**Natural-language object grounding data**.
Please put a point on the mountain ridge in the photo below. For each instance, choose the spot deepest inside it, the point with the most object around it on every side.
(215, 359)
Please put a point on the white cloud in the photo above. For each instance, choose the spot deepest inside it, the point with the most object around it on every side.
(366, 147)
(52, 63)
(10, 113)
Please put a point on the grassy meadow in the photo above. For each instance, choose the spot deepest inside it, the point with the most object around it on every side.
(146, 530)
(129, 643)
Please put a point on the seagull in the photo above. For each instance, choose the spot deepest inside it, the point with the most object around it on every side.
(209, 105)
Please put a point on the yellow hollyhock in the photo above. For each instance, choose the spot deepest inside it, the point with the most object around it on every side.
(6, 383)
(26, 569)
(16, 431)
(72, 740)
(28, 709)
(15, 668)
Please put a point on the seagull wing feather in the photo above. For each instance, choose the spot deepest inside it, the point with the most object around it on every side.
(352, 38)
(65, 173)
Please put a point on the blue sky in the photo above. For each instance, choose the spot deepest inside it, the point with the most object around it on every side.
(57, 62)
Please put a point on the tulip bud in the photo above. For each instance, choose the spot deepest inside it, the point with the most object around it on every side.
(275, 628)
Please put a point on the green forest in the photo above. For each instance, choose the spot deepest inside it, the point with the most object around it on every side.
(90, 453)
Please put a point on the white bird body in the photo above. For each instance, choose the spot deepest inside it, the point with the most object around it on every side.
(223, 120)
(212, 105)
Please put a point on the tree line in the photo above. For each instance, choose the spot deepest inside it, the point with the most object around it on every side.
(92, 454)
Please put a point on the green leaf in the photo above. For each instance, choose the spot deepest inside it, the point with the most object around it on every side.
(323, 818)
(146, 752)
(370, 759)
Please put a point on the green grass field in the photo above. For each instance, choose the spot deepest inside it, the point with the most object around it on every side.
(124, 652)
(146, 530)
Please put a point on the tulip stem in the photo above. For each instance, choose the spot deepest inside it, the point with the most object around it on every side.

**WHAT YOU WILL DO**.
Reproduce each entry exactly, with nothing missing.

**TASK SOLUTION**.
Please put a point on the mountain ridge in the photo below. For each instance, choose the spot deepest inside it, the point with the most object around it on every side.
(215, 359)
Please put a point on the white cloud in the photo above. For each instance, choose the spot deepest inside it, the point with the most object around it on every side.
(366, 147)
(52, 63)
(10, 113)
Please put a point on the grassy meadow in the photo above. For each instance, choose the spot deepest inside it, the point with the most object around it on every side.
(146, 530)
(129, 643)
Please put a point on the seagull in the photo above. For each instance, choose the spot deepest inside it, the point with the most object around it on every side.
(209, 105)
Please put a point on the yellow hollyhock in the photo above. For each instance, choose the spot deepest inside it, the point with the most object around it on every side.
(6, 383)
(26, 569)
(16, 431)
(72, 740)
(28, 709)
(15, 668)
Please put a point on the seagull wing feather in the photo above. For each instance, choose the spot deepest inside it, the point with the most object around it on every side.
(352, 38)
(65, 173)
Please put a point on the blue sky in the photo above. For each instance, choose the spot deepest inside it, the point with the most object around it on every side.
(57, 62)
Please put a point on the tulip bud in the photo above. For each instance, choose the spot deepest inside it, the point with the most object around it on every side.
(275, 628)
Please put a point on the green forest in the photo above. For each instance, choose the spot deepest inside it, the point with the most object around it on every side.
(90, 453)
Please put a point on the white bird body in the photo above. For each instance, choose the spot deepest inside it, the point with the most object around it on every side.
(223, 120)
(212, 105)
Please put a point on the tree line in the photo above. For each instance, choose the spot deepest inside it, the point with the most object around it on every side.
(92, 454)
Please put a point on the green leaf in the photo above. For each instance, choose the spot deepest inside it, the point with the most object around it on every side.
(323, 818)
(146, 752)
(370, 759)
Please put a point on the green grass field in the photo above. For each instance, choose the spot deepest inside it, the point with the most object around it on every side.
(124, 652)
(146, 530)
Please put a point on the tulip stem in the photo above. For each instance, choose the spot deepest inside it, the point with the most object around it on every side.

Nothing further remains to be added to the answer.